SHORT TASK:
Reproduce each line of the listing below verbatim, leaving every word and figure unchanged.

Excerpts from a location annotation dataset
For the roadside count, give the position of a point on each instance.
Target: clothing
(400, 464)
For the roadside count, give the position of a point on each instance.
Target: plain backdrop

ANSWER TO THIS TASK:
For the roadside count, give the position of a point on each instance.
Target: clothing
(400, 464)
For the roadside count, give the position of a point on each instance.
Target: plain backdrop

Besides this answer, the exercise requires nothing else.